Entries from a point annotation set

[Begin]

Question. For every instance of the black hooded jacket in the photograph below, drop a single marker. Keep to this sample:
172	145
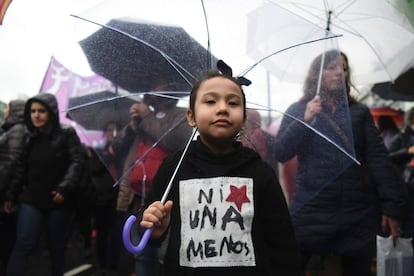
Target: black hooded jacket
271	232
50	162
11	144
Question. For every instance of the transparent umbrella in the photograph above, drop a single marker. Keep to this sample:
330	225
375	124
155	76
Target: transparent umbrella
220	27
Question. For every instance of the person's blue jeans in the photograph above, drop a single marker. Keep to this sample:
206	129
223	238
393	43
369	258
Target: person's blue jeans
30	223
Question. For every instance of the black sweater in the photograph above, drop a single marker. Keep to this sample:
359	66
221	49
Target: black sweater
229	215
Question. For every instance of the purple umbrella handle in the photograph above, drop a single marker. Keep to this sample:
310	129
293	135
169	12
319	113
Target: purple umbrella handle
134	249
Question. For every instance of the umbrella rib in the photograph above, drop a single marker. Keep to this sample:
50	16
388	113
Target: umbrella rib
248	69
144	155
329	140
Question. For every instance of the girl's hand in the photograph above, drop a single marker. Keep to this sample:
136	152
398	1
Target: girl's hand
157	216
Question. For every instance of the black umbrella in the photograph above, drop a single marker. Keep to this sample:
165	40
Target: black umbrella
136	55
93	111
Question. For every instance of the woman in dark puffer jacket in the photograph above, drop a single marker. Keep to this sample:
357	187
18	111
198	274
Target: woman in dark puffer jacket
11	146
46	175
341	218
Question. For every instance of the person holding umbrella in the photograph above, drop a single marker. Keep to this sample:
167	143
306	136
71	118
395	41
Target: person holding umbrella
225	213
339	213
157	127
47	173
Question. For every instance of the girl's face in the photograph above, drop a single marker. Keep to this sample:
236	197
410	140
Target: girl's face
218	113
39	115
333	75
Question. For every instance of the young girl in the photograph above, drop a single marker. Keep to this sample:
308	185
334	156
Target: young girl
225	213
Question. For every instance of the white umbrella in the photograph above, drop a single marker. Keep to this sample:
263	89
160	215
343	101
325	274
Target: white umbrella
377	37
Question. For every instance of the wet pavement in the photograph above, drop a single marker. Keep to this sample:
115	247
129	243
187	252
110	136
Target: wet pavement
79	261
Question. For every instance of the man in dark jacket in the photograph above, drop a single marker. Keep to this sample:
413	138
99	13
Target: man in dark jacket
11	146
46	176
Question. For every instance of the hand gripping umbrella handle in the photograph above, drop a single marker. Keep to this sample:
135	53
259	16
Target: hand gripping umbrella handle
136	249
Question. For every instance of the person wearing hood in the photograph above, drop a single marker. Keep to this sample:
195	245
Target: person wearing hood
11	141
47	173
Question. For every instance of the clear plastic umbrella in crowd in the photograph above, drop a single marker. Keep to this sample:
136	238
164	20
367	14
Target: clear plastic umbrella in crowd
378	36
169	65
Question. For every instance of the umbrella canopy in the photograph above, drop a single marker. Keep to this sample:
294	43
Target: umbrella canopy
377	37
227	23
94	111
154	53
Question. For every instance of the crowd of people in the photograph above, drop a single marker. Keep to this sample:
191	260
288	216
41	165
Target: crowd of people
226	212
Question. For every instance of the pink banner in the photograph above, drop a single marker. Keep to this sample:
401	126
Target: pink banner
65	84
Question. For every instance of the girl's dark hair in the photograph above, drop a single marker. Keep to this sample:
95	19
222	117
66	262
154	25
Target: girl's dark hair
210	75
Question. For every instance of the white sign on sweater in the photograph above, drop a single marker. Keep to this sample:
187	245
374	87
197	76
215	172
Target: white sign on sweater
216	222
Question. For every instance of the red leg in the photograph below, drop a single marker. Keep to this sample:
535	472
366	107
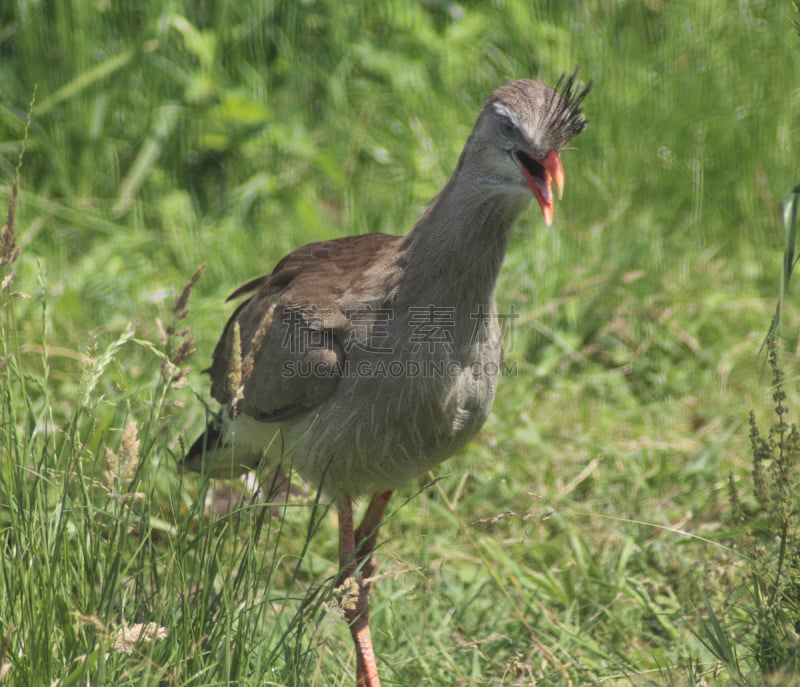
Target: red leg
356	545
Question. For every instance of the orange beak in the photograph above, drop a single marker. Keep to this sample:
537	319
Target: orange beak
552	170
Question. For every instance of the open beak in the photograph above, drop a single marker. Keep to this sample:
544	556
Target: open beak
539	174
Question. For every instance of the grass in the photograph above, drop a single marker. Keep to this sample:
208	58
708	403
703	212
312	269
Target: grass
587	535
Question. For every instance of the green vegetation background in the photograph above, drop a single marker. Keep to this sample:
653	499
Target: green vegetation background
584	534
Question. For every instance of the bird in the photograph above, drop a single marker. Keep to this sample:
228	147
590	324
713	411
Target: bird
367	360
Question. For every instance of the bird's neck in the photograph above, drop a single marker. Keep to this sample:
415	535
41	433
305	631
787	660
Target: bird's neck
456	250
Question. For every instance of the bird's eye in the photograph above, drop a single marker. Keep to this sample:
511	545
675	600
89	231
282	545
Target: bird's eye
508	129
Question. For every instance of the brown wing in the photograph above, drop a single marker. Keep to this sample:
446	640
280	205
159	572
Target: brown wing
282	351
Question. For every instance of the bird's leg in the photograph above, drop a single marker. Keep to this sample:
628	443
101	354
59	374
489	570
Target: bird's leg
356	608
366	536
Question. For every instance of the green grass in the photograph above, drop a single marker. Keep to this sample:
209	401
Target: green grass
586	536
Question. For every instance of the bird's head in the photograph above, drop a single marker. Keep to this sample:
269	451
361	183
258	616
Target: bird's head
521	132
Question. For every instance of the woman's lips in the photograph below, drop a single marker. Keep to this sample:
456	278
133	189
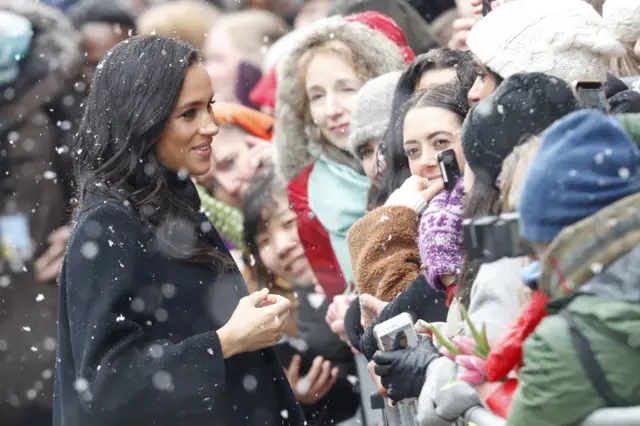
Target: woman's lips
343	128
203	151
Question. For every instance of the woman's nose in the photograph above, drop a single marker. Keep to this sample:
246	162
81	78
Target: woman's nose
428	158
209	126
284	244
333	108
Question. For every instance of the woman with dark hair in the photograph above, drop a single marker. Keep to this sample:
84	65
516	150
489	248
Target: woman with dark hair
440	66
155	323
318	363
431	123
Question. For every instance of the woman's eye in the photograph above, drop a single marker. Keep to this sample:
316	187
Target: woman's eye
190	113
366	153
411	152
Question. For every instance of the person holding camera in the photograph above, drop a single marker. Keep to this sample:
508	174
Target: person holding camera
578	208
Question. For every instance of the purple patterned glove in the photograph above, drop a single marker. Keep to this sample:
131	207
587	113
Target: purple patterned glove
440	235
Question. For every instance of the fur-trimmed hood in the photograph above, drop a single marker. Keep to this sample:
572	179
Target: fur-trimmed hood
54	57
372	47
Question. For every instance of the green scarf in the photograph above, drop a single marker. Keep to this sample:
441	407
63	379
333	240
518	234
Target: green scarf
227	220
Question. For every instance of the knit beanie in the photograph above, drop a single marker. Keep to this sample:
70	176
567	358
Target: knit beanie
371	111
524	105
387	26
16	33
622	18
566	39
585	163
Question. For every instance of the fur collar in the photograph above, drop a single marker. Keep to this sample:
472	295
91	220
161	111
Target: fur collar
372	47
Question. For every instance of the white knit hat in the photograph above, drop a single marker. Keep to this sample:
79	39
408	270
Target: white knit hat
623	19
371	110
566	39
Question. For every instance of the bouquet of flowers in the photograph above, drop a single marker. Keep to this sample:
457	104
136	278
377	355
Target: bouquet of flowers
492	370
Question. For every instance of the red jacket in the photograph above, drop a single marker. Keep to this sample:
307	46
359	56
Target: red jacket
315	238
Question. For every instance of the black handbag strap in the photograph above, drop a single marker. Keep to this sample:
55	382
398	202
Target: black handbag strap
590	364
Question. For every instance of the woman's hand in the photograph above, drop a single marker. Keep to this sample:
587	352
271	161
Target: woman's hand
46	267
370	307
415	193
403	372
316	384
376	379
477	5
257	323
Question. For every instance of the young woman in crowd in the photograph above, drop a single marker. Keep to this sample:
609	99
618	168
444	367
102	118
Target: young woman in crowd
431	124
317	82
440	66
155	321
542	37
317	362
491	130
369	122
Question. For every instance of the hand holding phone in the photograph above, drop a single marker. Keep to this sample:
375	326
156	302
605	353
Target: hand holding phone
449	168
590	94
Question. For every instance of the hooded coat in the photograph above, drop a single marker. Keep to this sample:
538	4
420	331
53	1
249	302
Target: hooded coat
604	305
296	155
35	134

[End]

▶ **YOUR GOAL**
Reproduce every entry exactly, but omit each picture.

▶ **TASK SOLUTION**
Question. For every instance of the black hooded jacket in the photograph below, drop a single marker. Keep to this sample:
172	145
Target: black hooded jacket
271	232
50	162
11	144
Question. For every instance of the transparent umbrella in the photograph above, drop a single marker. Keep to this sample:
330	225
375	124
155	76
Target: transparent umbrella
220	27
Question. For every instance of the person's blue jeans in the photograph above, drop a single marker. Keep to this sample:
206	129
223	238
393	43
369	258
Target: person's blue jeans
30	223
Question. For every instance of the black sweater in the photograph above, drop a single marker. Keep to this sample:
359	66
221	49
Target: black sweater
229	215
Question. For every instance of the purple umbrella handle in the photograph above, drop a single marker. Keep to this sample:
310	129
293	135
169	12
319	113
Target: purple umbrella handle
134	249
Question. For every instance of the umbrella rib in the photograph above, drop a single marker. Keep to this sample:
50	16
388	113
Target: umbrella rib
248	69
144	155
329	140
Question. For every instance of the girl's hand in the photograph above, drop a single marker. Keep to this sample:
136	152
398	1
Target: girl's hand
157	216
Question. For every instance of the black umbrella in the photograph above, drop a single marker. Keep to this sample:
165	40
Target: black umbrella
136	55
93	111
Question. For every instance of the woman in dark puffer jacket in the photograph above, drop a single marker. Keep to this sample:
357	187
18	111
198	274
Target: woman in dark puffer jacket
11	146
46	175
341	218
Question. For every instance of the person holding umbrella in the photograph above, drop a single marker. Keep to this sample:
167	143
306	136
71	118
395	41
Target: person holding umbrella
225	213
339	213
157	127
47	173
Question. For every instance of the girl's face in the photograph above, drop a single marker. Keep to this sample:
236	197
410	140
Target: girl's face
218	113
39	115
333	75
Question. For every instance of the young girl in the photograph above, drop a single marker. Keep to this sample:
308	185
334	156
Target: young girl
225	213
Question. For every instance of the white umbrella in the photograph above, drop a single marker. Keep to this sample:
263	89
160	215
343	101
325	274
Target: white umbrella
377	37
Question. For every instance of the wet pavement in the photograph above, drop a single marker. Keep to this sample:
115	247
129	243
187	252
110	136
Target: wet pavement
79	261
Question. For every instance of the man in dark jacket in the photograph above, drop a single marker. Keep to this sample:
413	138
99	13
Target: man in dark jacket
11	146
46	176
Question. For every instance of the hand gripping umbrella handle in the photograph above, drop a single marker. Keep to this sample:
135	53
259	16
Target: hand gripping umbrella handle
136	249
Question. For every instance of the person wearing hood in the photograph above, drop a single marker. Keep to this sample:
195	245
Target: person wearing hood
11	141
47	173
Question. For every instance of the clear plastic umbrella in crowd in the photograph above, drop a single marker. Keep to this sample:
136	238
164	20
367	14
Target: clear plastic umbrella in crowd
378	36
169	65
Question. For every instance of the umbrella canopy in the photograph above, drop a single marker. Keep to this sample:
294	43
Target: umbrella canopy
377	37
227	23
94	111
154	53
Question. For every instance of the crowd of people in the photograph above, drop a single marker. Keep to this sample:
191	260
288	216
41	165
Target: crowd of people
226	212
Question. For every instance of the pink banner in the photograph above, drop a single marker. Keep to this sample:
401	126
Target: pink banner
65	84
Question. For every instance of the girl's dark hair in the photograph above, drop a single marker. Keep to this sample:
95	19
222	117
66	262
154	25
Target: girl's dark hair
210	75
Question. For every instance of the white sign on sweater in the photograph above, drop a single marker. Keep to this sample:
187	245
374	87
197	76
215	172
Target: white sign on sweater
216	222
Question. For every instance of the red leg in the photograph below, drop a single marker. Keep to this sample:
535	472
366	107
Target: red leg
356	545
Question. For every instance of the orange beak in the photograph above, drop a single marker. Keep to this sample:
537	319
Target: orange beak
552	170
Question. For every instance of the open beak in the photograph above, drop a single marker. Keep to this sample:
544	556
Target: open beak
539	174
Question. For every instance of the grass in the photograph above, drop a single marker. Keep to this sample:
208	58
708	403
703	212
312	269
Target: grass
587	535
Question. For every instance of the green vegetation background in the photograph above, drop a single marker. Keep to this sample:
653	499
Target: green vegetation background
584	534
Question. For every instance of the bird in the photograph above, drop a single marker. Keep to this sample:
228	147
590	324
713	411
Target: bird
367	360
Question. For every instance of the bird's neck in the photograph above, drop a single marker. Keep to this sample:
415	535
41	433
305	631
787	660
Target: bird's neck
456	250
Question. For every instance of the bird's eye in the photograph above, drop a single marker. Keep to this sample:
511	545
675	600
89	231
282	545
Target: bird's eye
508	129
Question. For every instance of the brown wing in the photograph above, drop a single marker. Keep to this sample:
446	640
280	205
159	572
Target: brown wing
282	351
Question. For every instance of the bird's leg in the photograph above, drop a single marker. Keep to this sample:
628	443
101	354
59	374
489	570
Target: bird's leg
356	608
366	536
Question. For every instance of the green grass in the photograph above, drop a single marker. Keep to this sample:
209	401
Target: green grass
586	536
Question. For every instance of the bird's head in the photograph above, drop a single marker. Keep to this sample:
269	451
361	183
258	616
Target: bird's head
521	132
Question. For every instance of the woman's lips in the photograph below, drop a single marker. Keep to this sample:
456	278
133	189
Target: woman's lips
343	128
203	151
Question. For every instance of the woman's nose in the photograph above, drop a single marker. Keep to this sample:
246	162
81	78
Target: woman's nose
428	158
209	126
284	244
333	108
Question. For every instance of the woman with dark hair in the photograph above, drop a single marker. Keep to this sample:
84	65
516	150
489	248
Target: woman with dark hair
440	66
155	323
318	363
431	123
Question. For every instance of the woman's eye in the photograph above, drop a single marker. Keep to this sample:
316	187
Target: woman's eye
190	113
366	153
411	152
Question. For every instance of the person holding camera in the photograph above, drop a single marker. Keep to this sample:
508	174
Target: person holding camera
578	208
Question. For every instance of the purple patterned glove in the photograph above, drop a single marker. Keep to this sample:
131	207
587	113
Target: purple patterned glove
440	235
Question. For every instance of the fur-trimmed hood in the photograph above, drop a single marker. Keep to this sample:
572	179
Target: fur-trimmed hood
54	57
372	47
Question. For every instance of the green scarf in the photograph above, drop a single marker. Keep to this sample:
441	407
63	379
333	240
518	234
Target: green scarf
227	220
Question. For every instance of the knit beanie in the photograph above, drop a single marker. Keep to this sample:
70	176
567	358
Target: knit beanie
371	111
524	105
387	26
16	33
622	18
566	39
585	163
Question. For every instance of the fur collar in the photograph above, drop a single marker. Keep to this sample:
472	295
91	220
161	111
Target: fur collar
372	47
Question. For every instance of the white knit hat in the photograph above, drop a single marker. Keep to this sample:
79	39
408	270
Target: white knit hat
623	19
371	110
566	39
Question. For every instance of the bouquet of flowers in the photograph above, drop a single marker. Keep to this sample:
457	104
136	278
377	355
Target: bouquet of flowers
492	370
Question. For every instance of the red jacket in the photograph above, drop a single marker. Keep to this sample:
307	46
359	56
Target: red jacket
315	238
Question. For every instance of the black handbag strap in the photograph above, drop a single marker. Keep to this sample:
55	382
398	202
Target: black handbag strap
590	364
Question. For every instance of the woman's hand in the photograph above, drop a single marker. Keep to this sample:
587	352
271	161
Target: woman's hand
46	267
370	307
415	193
403	372
316	384
376	379
477	5
257	323
Question. For every instance of the young woman in crowd in the photograph above, drop a single marker. Keep to this sample:
609	99
618	168
444	367
102	118
Target: young woman in crowd
431	124
317	82
440	66
155	321
542	37
317	362
491	130
369	122
Question. For every instance of the hand holding phone in the photograph above, drop a single marker. Keep to this sample:
375	326
156	302
605	353
Target: hand holding phone
449	168
590	94
Question. For every instance of the hooded coat in the photograph above, drop a single marker. Keep to this sample:
538	4
420	331
53	1
249	302
Target: hooded coat
604	305
296	155
35	134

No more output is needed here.